EXCERPTED TEXT:
I am currently Professor in Music Therapy at UWE Bristol, where I am part of the teaching team for the MA in Music Therapy and where I base my research. Since the early days of my career I have always been interested in sharing skills and empowering other professionals to use music more in their work. Since 2015 UWE Bristol has been a partner in two European-based projects, funded by the Erasmus+ initiative. The first called LINK (Learning in a New Key) was a collaborative project involving universities, a music therapy centre and schools in Italy, Poland, Portugal and the UK. LINK brought together groups of researchers and creative arts therapists in training teachers on how music and the creative arts could be used to support children and young people living through the effects of adverse life conditions, particularly early trauma.
The many positive results and resources from LINK led to the successful Erasmus+ funding of a second project called STALWARTS (Sustaining Teachers and Adults with the Arts). The major priority for this new project was to transform the exploratory work from LINK into university-accredited new modules for teachers and educators supporting vulnerable young people in the classroom. Colleagues from Italy, Portugal and the UK continued in this project and were joined by partners from new schools and universities in Estonia and Norway. As with LINK the outcomes have been positive: all universities have set up the modules, and teachers and educators have enrolled on the first runs or trials. The teachers and educators carried out over 100 classroom enquiries, some of them informed by cutting-edge knowledge in neuroscience and music and the arts. Over 400 children and young people benefited directly from the work of STALWARTS; over 200 teachers and educators were empowered to use music and the creative arts more frequently in their classrooms. 500 participants attended public events in each of the five countries where the results of the project were shared with teachers and educators from outside the partnerships as well as regional and governmental representatives. There is scope for further development and future runs of the university-based modules.

MATERIAL SUPPLIED:
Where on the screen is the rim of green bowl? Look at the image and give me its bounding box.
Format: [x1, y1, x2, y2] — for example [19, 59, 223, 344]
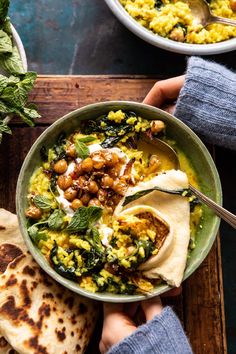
[16, 101, 222, 303]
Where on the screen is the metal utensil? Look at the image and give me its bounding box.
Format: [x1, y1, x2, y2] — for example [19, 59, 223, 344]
[188, 0, 236, 27]
[142, 134, 236, 229]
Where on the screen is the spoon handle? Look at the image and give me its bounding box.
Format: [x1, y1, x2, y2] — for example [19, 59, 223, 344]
[189, 184, 236, 229]
[210, 16, 236, 26]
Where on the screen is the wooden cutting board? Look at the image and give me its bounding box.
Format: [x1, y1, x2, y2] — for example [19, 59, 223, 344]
[0, 76, 227, 354]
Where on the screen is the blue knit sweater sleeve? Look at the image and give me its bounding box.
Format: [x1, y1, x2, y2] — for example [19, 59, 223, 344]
[174, 57, 236, 150]
[107, 306, 192, 354]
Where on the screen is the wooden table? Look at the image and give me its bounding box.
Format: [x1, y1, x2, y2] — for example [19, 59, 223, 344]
[0, 76, 227, 354]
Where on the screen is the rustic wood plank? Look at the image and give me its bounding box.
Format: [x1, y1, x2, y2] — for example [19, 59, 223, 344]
[183, 235, 226, 354]
[0, 76, 227, 354]
[14, 76, 157, 125]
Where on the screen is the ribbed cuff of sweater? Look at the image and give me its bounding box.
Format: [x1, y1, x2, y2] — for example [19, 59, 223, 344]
[107, 306, 192, 354]
[174, 57, 236, 150]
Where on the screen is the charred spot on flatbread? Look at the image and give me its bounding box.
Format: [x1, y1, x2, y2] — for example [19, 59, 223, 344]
[0, 243, 23, 274]
[26, 336, 49, 354]
[55, 327, 66, 342]
[6, 274, 17, 287]
[0, 337, 8, 348]
[64, 296, 74, 310]
[23, 265, 36, 277]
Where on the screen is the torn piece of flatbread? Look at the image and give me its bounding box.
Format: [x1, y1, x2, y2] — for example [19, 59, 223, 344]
[0, 209, 97, 354]
[116, 170, 190, 286]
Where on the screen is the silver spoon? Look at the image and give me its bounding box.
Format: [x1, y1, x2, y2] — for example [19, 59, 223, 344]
[142, 134, 236, 229]
[188, 0, 236, 27]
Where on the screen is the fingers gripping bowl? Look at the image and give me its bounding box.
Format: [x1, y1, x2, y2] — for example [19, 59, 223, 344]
[16, 102, 221, 302]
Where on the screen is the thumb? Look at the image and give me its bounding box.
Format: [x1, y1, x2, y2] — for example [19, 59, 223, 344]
[141, 296, 163, 321]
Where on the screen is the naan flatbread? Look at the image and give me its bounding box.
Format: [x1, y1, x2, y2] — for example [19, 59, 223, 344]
[0, 209, 97, 354]
[115, 170, 190, 286]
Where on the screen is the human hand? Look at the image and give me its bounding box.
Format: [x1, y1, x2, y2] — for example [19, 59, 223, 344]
[143, 75, 185, 113]
[99, 296, 162, 354]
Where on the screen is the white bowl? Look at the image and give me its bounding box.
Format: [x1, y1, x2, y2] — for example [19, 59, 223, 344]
[105, 0, 236, 55]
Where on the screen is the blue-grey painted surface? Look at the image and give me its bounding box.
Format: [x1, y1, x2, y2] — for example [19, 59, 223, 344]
[10, 0, 236, 354]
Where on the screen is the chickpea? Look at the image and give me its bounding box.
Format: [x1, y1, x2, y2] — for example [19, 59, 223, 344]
[169, 27, 185, 42]
[88, 181, 99, 194]
[104, 151, 119, 167]
[80, 192, 91, 205]
[88, 198, 101, 206]
[64, 187, 77, 201]
[97, 189, 107, 203]
[57, 176, 72, 191]
[81, 157, 93, 172]
[230, 0, 236, 11]
[151, 120, 165, 134]
[92, 153, 105, 170]
[66, 144, 77, 158]
[101, 175, 114, 188]
[76, 176, 87, 188]
[112, 178, 127, 195]
[53, 160, 68, 174]
[71, 198, 83, 210]
[25, 205, 42, 220]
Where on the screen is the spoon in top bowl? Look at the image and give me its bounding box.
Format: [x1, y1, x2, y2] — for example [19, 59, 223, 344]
[187, 0, 236, 27]
[139, 134, 236, 229]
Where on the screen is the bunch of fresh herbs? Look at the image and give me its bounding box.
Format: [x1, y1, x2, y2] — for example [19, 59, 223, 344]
[0, 0, 40, 142]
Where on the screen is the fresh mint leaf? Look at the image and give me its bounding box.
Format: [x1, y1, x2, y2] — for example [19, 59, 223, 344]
[66, 206, 102, 232]
[28, 225, 39, 241]
[75, 140, 89, 159]
[28, 224, 47, 245]
[78, 136, 96, 143]
[7, 75, 20, 86]
[88, 227, 104, 253]
[14, 107, 41, 127]
[0, 120, 12, 134]
[0, 97, 14, 114]
[66, 207, 89, 232]
[18, 71, 37, 92]
[87, 206, 102, 226]
[48, 209, 65, 230]
[0, 30, 12, 54]
[0, 75, 9, 93]
[0, 46, 25, 74]
[0, 86, 27, 108]
[2, 17, 12, 36]
[0, 0, 10, 21]
[33, 195, 51, 210]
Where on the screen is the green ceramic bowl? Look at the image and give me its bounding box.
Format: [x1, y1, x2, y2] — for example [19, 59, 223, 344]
[16, 101, 222, 302]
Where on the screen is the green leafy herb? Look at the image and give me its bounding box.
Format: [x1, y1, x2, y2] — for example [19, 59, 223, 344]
[48, 209, 65, 230]
[122, 187, 189, 206]
[82, 111, 137, 149]
[0, 119, 12, 143]
[50, 241, 77, 280]
[66, 206, 102, 232]
[0, 30, 12, 54]
[75, 140, 89, 159]
[0, 0, 10, 21]
[86, 227, 104, 255]
[28, 221, 47, 245]
[0, 0, 40, 142]
[0, 46, 25, 75]
[34, 195, 51, 210]
[78, 136, 96, 143]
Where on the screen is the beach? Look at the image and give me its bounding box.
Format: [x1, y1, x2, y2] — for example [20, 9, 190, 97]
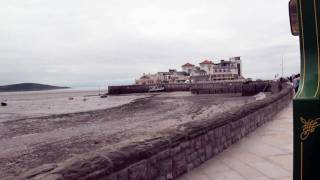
[0, 91, 255, 178]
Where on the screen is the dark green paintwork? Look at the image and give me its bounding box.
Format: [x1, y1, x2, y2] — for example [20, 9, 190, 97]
[293, 0, 320, 180]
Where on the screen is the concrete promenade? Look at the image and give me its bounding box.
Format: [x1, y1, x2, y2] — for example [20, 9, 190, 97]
[179, 103, 293, 180]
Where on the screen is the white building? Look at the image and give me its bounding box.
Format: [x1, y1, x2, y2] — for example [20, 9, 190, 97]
[181, 63, 196, 74]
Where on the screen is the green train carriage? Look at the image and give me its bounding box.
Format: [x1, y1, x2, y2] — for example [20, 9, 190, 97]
[289, 0, 320, 180]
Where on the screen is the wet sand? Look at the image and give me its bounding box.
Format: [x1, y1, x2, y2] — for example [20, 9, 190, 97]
[0, 92, 255, 179]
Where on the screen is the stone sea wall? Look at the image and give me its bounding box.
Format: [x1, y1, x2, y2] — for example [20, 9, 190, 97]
[20, 85, 293, 180]
[108, 81, 273, 95]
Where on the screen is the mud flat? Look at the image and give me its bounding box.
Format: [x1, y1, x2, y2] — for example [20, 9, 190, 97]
[0, 92, 255, 179]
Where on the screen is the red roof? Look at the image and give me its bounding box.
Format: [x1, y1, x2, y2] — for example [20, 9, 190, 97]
[182, 63, 195, 67]
[200, 60, 213, 64]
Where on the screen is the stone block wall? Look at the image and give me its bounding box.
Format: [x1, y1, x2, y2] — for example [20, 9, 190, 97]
[18, 86, 292, 180]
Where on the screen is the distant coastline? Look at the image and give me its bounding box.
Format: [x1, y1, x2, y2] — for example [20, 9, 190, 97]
[0, 83, 70, 92]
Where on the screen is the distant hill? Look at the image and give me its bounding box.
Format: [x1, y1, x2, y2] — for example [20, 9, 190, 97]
[0, 83, 69, 92]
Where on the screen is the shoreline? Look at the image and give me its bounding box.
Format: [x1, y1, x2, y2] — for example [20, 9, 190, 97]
[0, 92, 255, 176]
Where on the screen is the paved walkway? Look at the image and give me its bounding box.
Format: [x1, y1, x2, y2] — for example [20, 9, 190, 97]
[179, 104, 293, 180]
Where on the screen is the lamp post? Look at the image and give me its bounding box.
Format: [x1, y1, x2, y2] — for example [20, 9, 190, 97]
[289, 0, 320, 180]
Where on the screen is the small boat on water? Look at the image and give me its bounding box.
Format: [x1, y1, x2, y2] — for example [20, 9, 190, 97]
[149, 85, 165, 92]
[100, 94, 108, 98]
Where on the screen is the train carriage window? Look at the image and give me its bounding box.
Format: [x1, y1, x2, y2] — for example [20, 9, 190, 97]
[289, 0, 299, 36]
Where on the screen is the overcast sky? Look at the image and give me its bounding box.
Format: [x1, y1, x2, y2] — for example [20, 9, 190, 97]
[0, 0, 300, 87]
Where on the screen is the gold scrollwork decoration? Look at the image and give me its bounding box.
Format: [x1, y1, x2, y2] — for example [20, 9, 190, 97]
[300, 117, 320, 141]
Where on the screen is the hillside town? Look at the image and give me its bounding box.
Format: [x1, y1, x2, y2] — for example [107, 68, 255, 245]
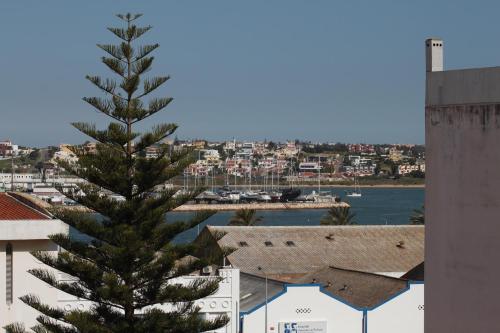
[0, 1, 500, 333]
[0, 140, 425, 188]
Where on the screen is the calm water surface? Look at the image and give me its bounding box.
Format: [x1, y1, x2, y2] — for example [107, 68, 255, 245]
[167, 188, 424, 242]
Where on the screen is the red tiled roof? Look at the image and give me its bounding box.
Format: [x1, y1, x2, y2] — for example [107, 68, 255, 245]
[0, 193, 49, 221]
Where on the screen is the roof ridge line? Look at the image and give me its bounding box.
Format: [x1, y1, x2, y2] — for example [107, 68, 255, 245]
[6, 192, 53, 219]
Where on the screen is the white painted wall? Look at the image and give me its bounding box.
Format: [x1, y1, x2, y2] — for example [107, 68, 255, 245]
[0, 219, 69, 240]
[0, 240, 240, 333]
[243, 285, 363, 333]
[242, 284, 424, 333]
[0, 239, 57, 332]
[367, 284, 424, 333]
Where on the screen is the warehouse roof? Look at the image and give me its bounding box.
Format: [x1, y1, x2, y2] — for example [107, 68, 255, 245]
[294, 266, 408, 308]
[200, 225, 424, 281]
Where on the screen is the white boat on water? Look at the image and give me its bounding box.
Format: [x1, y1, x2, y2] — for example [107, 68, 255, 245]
[346, 175, 362, 198]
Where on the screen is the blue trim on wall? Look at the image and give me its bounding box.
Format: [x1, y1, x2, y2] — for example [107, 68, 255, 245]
[240, 281, 424, 333]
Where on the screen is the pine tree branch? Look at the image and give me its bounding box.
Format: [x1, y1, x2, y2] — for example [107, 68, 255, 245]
[101, 57, 125, 77]
[97, 44, 126, 64]
[132, 44, 160, 63]
[137, 76, 170, 98]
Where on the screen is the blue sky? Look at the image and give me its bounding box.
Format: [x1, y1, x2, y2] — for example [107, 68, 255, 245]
[0, 0, 500, 146]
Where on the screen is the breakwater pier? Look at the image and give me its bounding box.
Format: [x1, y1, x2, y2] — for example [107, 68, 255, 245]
[174, 202, 349, 212]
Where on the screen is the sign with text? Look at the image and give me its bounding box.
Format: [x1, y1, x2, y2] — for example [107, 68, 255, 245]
[278, 321, 326, 333]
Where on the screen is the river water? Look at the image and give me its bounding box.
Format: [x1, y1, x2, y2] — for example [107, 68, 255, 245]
[167, 188, 424, 242]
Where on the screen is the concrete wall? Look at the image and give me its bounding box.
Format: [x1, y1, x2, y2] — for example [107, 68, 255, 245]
[367, 284, 424, 333]
[425, 67, 500, 333]
[425, 67, 500, 106]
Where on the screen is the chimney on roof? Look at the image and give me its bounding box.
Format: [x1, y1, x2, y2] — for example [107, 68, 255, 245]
[425, 38, 443, 72]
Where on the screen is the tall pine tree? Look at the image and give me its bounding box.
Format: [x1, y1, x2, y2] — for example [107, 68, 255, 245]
[8, 14, 227, 333]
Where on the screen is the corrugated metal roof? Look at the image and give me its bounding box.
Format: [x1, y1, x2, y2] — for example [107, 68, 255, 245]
[208, 226, 425, 281]
[0, 193, 49, 221]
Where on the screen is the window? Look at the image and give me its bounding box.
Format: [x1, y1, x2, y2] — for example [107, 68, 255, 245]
[5, 243, 14, 305]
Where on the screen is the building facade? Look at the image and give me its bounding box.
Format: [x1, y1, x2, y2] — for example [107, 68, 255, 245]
[425, 39, 500, 333]
[0, 193, 240, 333]
[241, 282, 424, 333]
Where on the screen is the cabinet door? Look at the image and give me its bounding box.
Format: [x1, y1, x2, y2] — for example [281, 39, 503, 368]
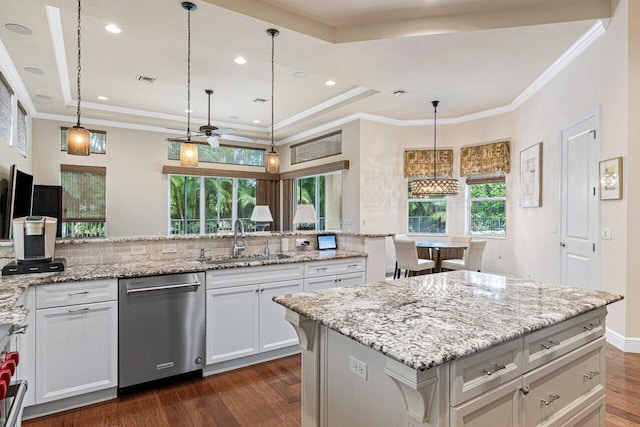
[336, 272, 365, 286]
[260, 280, 302, 351]
[304, 275, 336, 292]
[36, 301, 118, 404]
[451, 378, 522, 427]
[206, 285, 259, 364]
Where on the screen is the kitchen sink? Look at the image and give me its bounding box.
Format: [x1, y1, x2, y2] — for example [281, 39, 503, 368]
[201, 254, 291, 264]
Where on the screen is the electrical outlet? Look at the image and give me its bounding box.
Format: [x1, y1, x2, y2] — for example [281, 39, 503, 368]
[131, 245, 147, 255]
[162, 243, 178, 254]
[349, 356, 367, 381]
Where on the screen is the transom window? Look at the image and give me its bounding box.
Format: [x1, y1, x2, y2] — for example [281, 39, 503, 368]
[467, 181, 507, 237]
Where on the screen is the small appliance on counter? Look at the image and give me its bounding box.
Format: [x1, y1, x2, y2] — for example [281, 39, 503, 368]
[2, 216, 65, 275]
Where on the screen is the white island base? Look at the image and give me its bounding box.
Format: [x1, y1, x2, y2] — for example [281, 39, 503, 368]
[286, 307, 606, 427]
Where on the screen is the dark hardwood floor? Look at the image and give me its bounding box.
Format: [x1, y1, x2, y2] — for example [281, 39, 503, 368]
[23, 346, 640, 427]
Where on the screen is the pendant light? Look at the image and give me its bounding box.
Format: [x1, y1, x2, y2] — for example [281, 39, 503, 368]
[180, 1, 198, 167]
[67, 0, 90, 156]
[265, 28, 280, 173]
[409, 101, 460, 198]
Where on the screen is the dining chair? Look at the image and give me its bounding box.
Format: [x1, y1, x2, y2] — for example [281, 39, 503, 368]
[393, 238, 436, 279]
[441, 240, 487, 271]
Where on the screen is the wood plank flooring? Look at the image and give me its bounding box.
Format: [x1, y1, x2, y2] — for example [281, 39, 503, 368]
[23, 345, 640, 427]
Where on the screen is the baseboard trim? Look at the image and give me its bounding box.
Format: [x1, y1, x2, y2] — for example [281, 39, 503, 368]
[605, 328, 640, 353]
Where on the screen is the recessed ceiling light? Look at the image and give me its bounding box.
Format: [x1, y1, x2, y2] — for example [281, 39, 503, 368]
[24, 67, 44, 75]
[104, 24, 122, 34]
[4, 24, 33, 36]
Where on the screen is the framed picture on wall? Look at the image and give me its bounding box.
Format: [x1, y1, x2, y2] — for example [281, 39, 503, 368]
[600, 157, 622, 200]
[520, 142, 542, 208]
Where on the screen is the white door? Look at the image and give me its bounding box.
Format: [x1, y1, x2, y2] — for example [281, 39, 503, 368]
[206, 285, 259, 364]
[560, 114, 600, 289]
[260, 280, 302, 351]
[36, 301, 118, 404]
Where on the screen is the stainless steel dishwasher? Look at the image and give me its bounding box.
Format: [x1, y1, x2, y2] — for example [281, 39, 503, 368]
[118, 273, 205, 392]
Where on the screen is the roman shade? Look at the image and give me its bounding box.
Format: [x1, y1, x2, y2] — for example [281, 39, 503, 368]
[460, 141, 511, 184]
[0, 73, 13, 144]
[60, 165, 107, 222]
[404, 150, 453, 178]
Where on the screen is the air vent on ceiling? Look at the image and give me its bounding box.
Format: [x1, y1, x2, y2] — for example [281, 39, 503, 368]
[136, 74, 158, 84]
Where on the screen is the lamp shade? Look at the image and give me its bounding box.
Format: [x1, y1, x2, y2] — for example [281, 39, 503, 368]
[293, 205, 318, 224]
[251, 205, 273, 222]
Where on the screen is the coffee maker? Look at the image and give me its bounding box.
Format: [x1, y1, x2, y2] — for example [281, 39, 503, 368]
[13, 216, 58, 264]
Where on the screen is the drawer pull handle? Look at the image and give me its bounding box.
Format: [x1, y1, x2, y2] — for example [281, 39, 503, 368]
[540, 341, 560, 350]
[540, 394, 560, 406]
[582, 371, 600, 380]
[584, 323, 600, 331]
[482, 363, 507, 376]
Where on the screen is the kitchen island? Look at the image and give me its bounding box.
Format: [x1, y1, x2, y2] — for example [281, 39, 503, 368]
[274, 271, 622, 427]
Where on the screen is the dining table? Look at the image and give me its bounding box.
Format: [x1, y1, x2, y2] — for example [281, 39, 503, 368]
[416, 240, 469, 273]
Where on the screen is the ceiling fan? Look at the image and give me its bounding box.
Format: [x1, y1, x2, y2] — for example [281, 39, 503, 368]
[167, 89, 258, 148]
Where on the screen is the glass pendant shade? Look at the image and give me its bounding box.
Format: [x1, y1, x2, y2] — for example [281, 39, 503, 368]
[409, 178, 460, 199]
[180, 142, 198, 167]
[265, 151, 280, 173]
[67, 126, 91, 156]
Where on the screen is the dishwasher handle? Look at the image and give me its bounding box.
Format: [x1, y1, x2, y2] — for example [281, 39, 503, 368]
[127, 281, 200, 295]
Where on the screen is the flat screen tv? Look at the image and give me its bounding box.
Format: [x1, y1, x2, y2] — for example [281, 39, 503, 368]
[2, 165, 33, 239]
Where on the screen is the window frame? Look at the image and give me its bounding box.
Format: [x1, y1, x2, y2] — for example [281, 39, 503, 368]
[465, 178, 509, 240]
[406, 196, 449, 237]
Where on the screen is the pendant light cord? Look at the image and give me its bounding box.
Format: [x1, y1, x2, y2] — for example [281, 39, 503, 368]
[76, 0, 82, 127]
[187, 8, 191, 142]
[271, 32, 276, 153]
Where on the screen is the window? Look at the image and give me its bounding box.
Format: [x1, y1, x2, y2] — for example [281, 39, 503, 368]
[60, 128, 107, 154]
[16, 102, 27, 157]
[0, 73, 13, 145]
[167, 141, 265, 166]
[169, 175, 257, 234]
[407, 196, 447, 234]
[60, 165, 107, 237]
[468, 181, 507, 237]
[294, 172, 342, 230]
[291, 131, 342, 165]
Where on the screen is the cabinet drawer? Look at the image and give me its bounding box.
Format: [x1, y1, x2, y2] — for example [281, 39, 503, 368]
[522, 337, 606, 427]
[450, 339, 523, 406]
[207, 263, 304, 289]
[304, 258, 365, 279]
[36, 279, 118, 308]
[524, 308, 607, 371]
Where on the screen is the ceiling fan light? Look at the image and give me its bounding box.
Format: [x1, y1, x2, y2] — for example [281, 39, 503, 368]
[180, 142, 198, 167]
[67, 126, 91, 156]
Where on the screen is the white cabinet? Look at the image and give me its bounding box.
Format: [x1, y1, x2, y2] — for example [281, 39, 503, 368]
[206, 264, 303, 365]
[35, 280, 118, 404]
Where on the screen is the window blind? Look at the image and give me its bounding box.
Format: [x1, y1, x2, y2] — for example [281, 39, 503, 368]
[291, 131, 342, 165]
[16, 102, 27, 157]
[60, 165, 107, 222]
[0, 73, 13, 145]
[404, 150, 453, 178]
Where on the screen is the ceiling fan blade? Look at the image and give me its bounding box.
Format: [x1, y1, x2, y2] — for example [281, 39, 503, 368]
[220, 134, 258, 142]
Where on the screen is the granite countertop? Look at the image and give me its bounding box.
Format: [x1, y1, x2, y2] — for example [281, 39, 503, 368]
[0, 250, 367, 326]
[274, 271, 623, 370]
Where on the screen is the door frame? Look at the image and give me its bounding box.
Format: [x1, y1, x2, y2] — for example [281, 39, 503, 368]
[556, 104, 602, 290]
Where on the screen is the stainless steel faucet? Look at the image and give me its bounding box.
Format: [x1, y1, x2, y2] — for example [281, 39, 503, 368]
[233, 218, 245, 256]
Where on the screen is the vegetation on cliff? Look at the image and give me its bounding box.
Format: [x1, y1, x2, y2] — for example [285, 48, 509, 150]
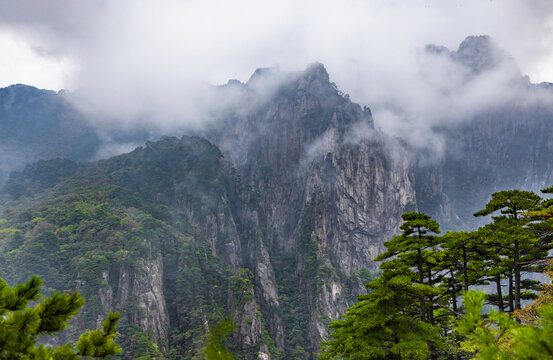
[320, 189, 553, 359]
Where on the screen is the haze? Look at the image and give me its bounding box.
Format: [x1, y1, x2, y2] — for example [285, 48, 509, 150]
[0, 0, 553, 152]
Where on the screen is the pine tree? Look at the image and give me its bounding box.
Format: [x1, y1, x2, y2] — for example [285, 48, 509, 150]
[474, 190, 548, 311]
[0, 276, 121, 360]
[319, 259, 441, 360]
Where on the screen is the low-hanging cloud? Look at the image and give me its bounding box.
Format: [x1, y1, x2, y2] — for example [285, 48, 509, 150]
[0, 0, 553, 150]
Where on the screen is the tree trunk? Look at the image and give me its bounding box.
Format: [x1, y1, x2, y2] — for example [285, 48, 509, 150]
[509, 269, 515, 313]
[495, 275, 505, 312]
[463, 248, 469, 291]
[417, 249, 428, 322]
[514, 240, 520, 310]
[449, 270, 457, 317]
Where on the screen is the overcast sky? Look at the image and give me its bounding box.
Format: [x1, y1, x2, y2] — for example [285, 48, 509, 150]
[0, 0, 553, 146]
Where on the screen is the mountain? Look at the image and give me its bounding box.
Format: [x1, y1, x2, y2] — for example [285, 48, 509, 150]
[0, 36, 553, 359]
[415, 36, 553, 229]
[0, 85, 100, 185]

WORK ITEM:
Can you copy the text on the LINK and STALWARTS projects in full, word for word? Use only the text on the LINK and STALWARTS projects and set the items aside.

RESULT OF THIS TASK:
I am currently Professor in Music Therapy at UWE Bristol, where I am part of the teaching team for the MA in Music Therapy and where I base my research. Since the early days of my career I have always been interested in sharing skills and empowering other professionals to use music more in their work. Since 2015 UWE Bristol has been a partner in two European-based projects, funded by the Erasmus+ initiative. The first called LINK (Learning in a New Key) was a collaborative project involving universities, a music therapy centre and schools in Italy, Poland, Portugal and the UK. LINK brought together groups of researchers and creative arts therapists in training teachers on how music and the creative arts could be used to support children and young people living through the effects of adverse life conditions, particularly early trauma.
The many positive results and resources from LINK led to the successful Erasmus+ funding of a second project called STALWARTS (Sustaining Teachers and Adults with the Arts). The major priority for this new project was to transform the exploratory work from LINK into university-accredited new modules for teachers and educators supporting vulnerable young people in the classroom. Colleagues from Italy, Portugal and the UK continued in this project and were joined by partners from new schools and universities in Estonia and Norway. As with LINK the outcomes have been positive: all universities have set up the modules, and teachers and educators have enrolled on the first runs or trials. The teachers and educators carried out over 100 classroom enquiries, some of them informed by cutting-edge knowledge in neuroscience and music and the arts. Over 400 children and young people benefited directly from the work of STALWARTS; over 200 teachers and educators were empowered to use music and the creative arts more frequently in their classrooms. 500 participants attended public events in each of the five countries where the results of the project were shared with teachers and educators from outside the partnerships as well as regional and governmental representatives. There is scope for further development and future runs of the university-based modules.